» DAFTAR TUGAS:
1: Jawab pertanyaan berikut berdasarkan teks tentang Gane.
(a) Di kabupaten mana Gane terletak?
(b) Pepohonan apa saja yang disebut dapat ditemui di setiap ruas desa?
(c) Apa yang menjadi modal para tuan perusahaan?
2: Menurut teks tentang Gane, mengapa para tuan perusahaan menetapkan kepemilikan tanah tanpa proses tabea di masyarakat? Jelaskan dalam satu sampai tiga kalimat.
3: Teruskan teks tentang Gane, dimulai setelah kalimat terakhir yang ditampilkan.

"* CERITA DARI GANE *"
MENDENGAR nama Gane sepertinya saya rindu, sekaligus ikut marah-marah. Rindu Gane yang sejahtera, rindu Gane yang adil. Tapi kalau mau cerita, saya lebih marah, tentunya. Marah karena Gane tak pernah dirindukan oleh para tuan yang berjas-jas elit. Marah karena Gane jarang ditengok oleh saudara-saudaranya yang bernama ‘Wakil Rakyat’. Sudahkah kita membaca berita akhir-akhir ini? Ataukah sudah sesering mengikuti cerita Gane dari tahun ke tahun?
Seperti diketahui, Gane adalah sebuah wilayah yang terdapat di Kabupaten Halmahera Selatan. Di sana, tumbuhan-tumbuhan yang subur pernah hidup dan menghidupi masyarakatnya. Ada juga, pepohonan yang rindang, semacam pala, cengkeh hingga sagu hendak kita temui disetiap ruas-ruas desa. Apalagi kalau ikan-ikan, sungai yang tenang, udang yang enak, tentunya mudah dijumpai bagi kita yang suka melancong ke pesisir-pesisir pulau. Siapa yang tidak suka hidup di negeri itu? Kekayaannya merajai seantero Gane. Sumberdayanya menggiurkan, sekaligus menjanjikan masa depan. Tapi, sepertinya potret indah itu hanyalah sebuah klise bagi kita dan Gane.
Gane kini penuh ancaman. Gane sekarang teramat sedih. Bukan karena kita dan masyarakatnya yang tak tahu menjadikannya tanah ekonomi bagi masa depan anak-cucu, melainkan Gane kini telah di interupsi oleh sejumlah persoalan yang sangat tragis. Boleh dibilang tragis, sebab di sana sudah diwarnai polemik, sudah ditiadakan falsafah kemanusiaan. Masyarakatnya dibiarkan hidup seperti berusaha memungut masa depannya secara paksa, dan terpaksa. Iya, atas nama kemanusiaan Gane bergelimang air mata rindu yang tak habis-habisnya. Tanah yang di atasnya telah dihiasi tanaman bernilai ekonomi—kini dalam hitungan waktu hendak tiada lagi dinikmati. Tanahnya, masa depannya dan sumberdaya sosialnya hancur lebur hanya sebuah sebab yang bernama ‘kelapa sawit.’
Gane indah yang kita kenal, perlahan mulai luput dari tatapan kita. Di sana, perusahaan-perusahaan mulai bergerak. Para tuan perusahaan membawa program perkebunan kelapa sawit untuk wilayah Gane. Tuan-tuan itu bermodal selembar kertas yang berisi tanda-tangan dari pejabat birokrasi. Karena merasa legal, para tuan perusahaan se-enaknya saja melakukan penetapan kepemilikan tanah tanpa melakukan proses tabea di masyarakat.

» DATA YANG DISEDIAKAN:
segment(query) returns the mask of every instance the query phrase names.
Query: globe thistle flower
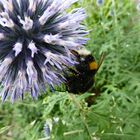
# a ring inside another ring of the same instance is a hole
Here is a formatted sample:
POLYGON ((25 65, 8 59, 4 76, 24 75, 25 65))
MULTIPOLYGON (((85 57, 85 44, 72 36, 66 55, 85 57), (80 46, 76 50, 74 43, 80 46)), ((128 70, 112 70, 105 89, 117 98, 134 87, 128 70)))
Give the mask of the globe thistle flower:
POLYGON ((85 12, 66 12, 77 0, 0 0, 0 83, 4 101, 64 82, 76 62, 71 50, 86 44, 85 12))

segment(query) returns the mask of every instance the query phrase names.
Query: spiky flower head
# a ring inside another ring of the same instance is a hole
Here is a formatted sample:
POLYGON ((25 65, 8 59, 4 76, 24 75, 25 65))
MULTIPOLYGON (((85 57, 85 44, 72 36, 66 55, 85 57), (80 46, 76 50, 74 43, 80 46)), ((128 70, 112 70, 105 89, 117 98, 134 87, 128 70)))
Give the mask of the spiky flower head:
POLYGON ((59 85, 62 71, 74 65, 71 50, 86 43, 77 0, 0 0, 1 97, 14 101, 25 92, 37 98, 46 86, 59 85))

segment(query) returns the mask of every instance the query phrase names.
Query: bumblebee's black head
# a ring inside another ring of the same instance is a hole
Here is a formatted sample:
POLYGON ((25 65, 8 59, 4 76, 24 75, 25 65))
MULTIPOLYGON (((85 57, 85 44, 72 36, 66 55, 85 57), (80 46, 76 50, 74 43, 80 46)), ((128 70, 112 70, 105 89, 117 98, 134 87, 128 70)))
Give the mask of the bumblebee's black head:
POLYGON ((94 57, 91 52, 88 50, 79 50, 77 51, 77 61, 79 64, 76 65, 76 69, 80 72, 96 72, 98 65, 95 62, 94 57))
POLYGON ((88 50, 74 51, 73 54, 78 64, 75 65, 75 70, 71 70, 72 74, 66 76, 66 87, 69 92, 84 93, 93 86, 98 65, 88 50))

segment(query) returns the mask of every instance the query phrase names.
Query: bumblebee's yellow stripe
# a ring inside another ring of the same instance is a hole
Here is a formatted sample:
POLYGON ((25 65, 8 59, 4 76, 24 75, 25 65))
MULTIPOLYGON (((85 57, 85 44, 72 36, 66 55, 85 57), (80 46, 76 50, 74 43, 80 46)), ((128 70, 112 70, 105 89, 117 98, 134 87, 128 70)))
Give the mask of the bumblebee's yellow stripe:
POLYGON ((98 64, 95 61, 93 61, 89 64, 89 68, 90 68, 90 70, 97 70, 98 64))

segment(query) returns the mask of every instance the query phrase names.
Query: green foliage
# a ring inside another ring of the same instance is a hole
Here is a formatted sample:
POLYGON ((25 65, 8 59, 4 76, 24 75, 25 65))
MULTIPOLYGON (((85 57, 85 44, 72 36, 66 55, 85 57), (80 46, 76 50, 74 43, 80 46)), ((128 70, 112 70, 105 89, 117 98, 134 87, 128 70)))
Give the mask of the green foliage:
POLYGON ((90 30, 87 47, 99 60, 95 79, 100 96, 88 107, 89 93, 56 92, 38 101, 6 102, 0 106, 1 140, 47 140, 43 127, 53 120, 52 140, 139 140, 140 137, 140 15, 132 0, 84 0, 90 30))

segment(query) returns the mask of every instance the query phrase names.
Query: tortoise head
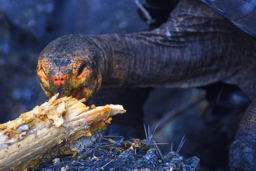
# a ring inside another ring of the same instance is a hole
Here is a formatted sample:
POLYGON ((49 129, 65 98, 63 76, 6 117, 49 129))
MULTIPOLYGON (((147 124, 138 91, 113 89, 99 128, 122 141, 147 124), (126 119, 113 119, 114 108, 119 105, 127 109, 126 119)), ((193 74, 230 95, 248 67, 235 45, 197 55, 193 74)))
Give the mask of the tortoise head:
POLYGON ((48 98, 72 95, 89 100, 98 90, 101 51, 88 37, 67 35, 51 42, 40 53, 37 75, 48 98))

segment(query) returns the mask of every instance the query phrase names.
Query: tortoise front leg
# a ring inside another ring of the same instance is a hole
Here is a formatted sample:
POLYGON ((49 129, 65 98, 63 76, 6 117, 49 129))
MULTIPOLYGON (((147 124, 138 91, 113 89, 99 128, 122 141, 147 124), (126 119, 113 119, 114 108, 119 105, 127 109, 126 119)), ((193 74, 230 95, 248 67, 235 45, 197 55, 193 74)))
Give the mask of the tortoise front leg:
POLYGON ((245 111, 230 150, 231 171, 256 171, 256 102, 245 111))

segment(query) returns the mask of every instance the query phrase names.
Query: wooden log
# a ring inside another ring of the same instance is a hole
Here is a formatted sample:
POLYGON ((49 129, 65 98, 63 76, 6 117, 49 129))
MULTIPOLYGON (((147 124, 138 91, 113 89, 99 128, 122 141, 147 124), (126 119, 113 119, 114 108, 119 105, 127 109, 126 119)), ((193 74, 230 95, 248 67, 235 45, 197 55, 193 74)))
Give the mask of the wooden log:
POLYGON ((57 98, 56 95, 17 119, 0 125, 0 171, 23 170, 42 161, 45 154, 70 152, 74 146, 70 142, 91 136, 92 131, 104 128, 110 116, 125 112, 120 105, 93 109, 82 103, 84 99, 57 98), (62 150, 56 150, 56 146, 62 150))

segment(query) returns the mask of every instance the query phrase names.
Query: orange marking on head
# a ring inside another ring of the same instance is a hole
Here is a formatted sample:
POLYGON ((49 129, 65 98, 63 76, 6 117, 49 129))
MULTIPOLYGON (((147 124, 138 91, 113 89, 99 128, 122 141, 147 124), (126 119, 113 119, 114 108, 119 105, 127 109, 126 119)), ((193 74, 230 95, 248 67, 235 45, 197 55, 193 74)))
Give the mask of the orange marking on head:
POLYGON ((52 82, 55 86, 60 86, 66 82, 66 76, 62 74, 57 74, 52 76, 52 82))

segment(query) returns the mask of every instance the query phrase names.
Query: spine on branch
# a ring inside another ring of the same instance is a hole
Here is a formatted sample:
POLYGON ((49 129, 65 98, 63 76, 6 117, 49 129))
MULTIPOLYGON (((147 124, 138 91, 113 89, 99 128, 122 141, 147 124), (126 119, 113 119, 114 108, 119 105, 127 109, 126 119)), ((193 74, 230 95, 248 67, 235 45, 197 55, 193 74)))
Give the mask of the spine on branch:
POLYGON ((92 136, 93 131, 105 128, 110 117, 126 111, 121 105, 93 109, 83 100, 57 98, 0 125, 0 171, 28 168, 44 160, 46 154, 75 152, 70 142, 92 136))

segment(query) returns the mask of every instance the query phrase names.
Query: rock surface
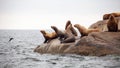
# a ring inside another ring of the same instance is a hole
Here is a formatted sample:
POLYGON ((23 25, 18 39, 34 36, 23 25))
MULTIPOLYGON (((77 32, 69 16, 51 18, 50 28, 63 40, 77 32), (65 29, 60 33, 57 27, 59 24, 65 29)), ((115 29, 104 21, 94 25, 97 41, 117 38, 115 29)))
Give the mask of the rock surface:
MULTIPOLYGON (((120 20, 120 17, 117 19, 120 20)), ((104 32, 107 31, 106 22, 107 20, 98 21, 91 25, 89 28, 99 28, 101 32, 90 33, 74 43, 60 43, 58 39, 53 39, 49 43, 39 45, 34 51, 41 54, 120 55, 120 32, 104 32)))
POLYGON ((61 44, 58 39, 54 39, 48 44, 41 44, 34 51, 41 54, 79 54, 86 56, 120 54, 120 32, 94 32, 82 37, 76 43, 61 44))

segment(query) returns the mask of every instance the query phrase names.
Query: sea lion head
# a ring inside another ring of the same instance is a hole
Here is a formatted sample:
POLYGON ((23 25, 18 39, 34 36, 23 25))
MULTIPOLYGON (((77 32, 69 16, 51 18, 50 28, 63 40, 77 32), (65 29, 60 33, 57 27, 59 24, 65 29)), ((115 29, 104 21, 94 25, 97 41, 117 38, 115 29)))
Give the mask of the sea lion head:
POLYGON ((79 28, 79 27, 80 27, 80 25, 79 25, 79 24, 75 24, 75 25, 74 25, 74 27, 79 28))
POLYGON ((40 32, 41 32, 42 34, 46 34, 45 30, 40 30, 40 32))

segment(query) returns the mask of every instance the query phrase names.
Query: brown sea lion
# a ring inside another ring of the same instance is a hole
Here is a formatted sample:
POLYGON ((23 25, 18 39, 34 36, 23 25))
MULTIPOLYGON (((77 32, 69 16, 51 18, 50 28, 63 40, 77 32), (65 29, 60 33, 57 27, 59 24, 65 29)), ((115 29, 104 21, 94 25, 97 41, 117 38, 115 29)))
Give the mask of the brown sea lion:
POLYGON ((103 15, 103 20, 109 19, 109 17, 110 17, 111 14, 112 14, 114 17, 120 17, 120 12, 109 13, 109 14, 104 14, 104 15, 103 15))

» JAWABAN BERURUTAN:
1:
(a) Kabupaten Halmahera Selatan.
(b) Pala, cengkeh, dan sagu.
(c) Selembar kertas berisi tanda tangan dari pejabat birokrasi.

2: Para tuan perusahaan merasa legal karena memegang selembar kertas berisi tanda tangan pejabat birokrasi. Karena merasa legal itu, mereka seenaknya menetapkan kepemilikan tanah tanpa proses tabea di masyarakat.

3:
Gusur-menggusur perlahan dilaksanakan. Caplok-mencaplok memang lazim dikerjakan. Namanya saja perusahaan perkebunan kelapa sawit. Tentu sagu digusur, tentu pala ditiadakan, tentu cengkeh dimusnahkan. Apalagi rica dan tomat. Habis, rata dengan tanah. Kalau memang perusahaan datang dan bilang ‘permisi’ pada masyarakat, rasanya tak ada polemik yang kita dengar sekarang. Namun begitulah, apa yang dibilang petuah memang ada benarnya. Sesuatu yang baik itu akan kembali mengadili yang kurang baik. Lihat di sana, masyarakat tetap menolak kedatangan perusahaan. Masyarakat tak mau masa depannya direnggut atau digantung-gantung.
Jadi, teramat sedih mengurai kegalauan masyarakat. Mereka (masyarakat) kalau boleh jujur, tiap saat menangisi ulah pejabat kita. “Ade, kenapa pemerintah deng torang pe wakil rakyat tarbisa ambe kebijakan tentang masalah ini, padahal torang pe sengsara bagini kong tarada yang bisa kase selesaikan tu,” ucap seorang masyarakat pada teman saya, saat masih bersama di Bacan. Tangis pecah, rindu menggema di seantero Gane, tapi kenyataannya kita dan masyarakat di sana seperti terpenggal-penggal mencari keadilan.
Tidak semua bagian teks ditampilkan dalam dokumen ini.